▶ Work to complete
Your response should be the lines from the one holding "of the terraced" to the last line of the data below, copied exactly and with no additions.
________________________
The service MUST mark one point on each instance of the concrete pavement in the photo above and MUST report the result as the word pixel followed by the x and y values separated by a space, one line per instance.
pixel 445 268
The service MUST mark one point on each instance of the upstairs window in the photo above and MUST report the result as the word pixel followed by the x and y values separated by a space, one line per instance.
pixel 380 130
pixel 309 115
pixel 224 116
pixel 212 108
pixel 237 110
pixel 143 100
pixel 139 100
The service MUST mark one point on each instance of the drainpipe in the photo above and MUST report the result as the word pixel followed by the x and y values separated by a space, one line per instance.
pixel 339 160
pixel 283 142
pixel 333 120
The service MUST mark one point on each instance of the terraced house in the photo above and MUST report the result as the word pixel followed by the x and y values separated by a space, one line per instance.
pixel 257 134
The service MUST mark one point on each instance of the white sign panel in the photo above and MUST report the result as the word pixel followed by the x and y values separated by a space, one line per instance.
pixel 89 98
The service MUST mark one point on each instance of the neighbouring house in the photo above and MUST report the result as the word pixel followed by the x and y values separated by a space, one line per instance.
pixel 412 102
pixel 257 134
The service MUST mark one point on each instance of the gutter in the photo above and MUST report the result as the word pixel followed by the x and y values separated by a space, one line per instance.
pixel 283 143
________________________
▶ Solution for this task
The service MUST mark one point on each instance of the terraced house in the photo above and MUST report the result as the word pixel followed by the x and y values separated by a space, one line per instance.
pixel 257 134
The service MUST mark one point on each instance of the white sign panel in the photo above and MUST report the result as the word pixel followed by the x and y values separated by a space, one line per instance.
pixel 89 98
The service MUST mark one point on each instance of the neighbouring house in the photo above and MUST report the result as the word pixel followed by the x and y values separated by a space, one line per instance.
pixel 412 102
pixel 257 134
The service MUST mark one point on each instance of the gutter in the photo above and MUST report the result as the word pixel followed by the x and y values separated by a space, one line per instance.
pixel 283 143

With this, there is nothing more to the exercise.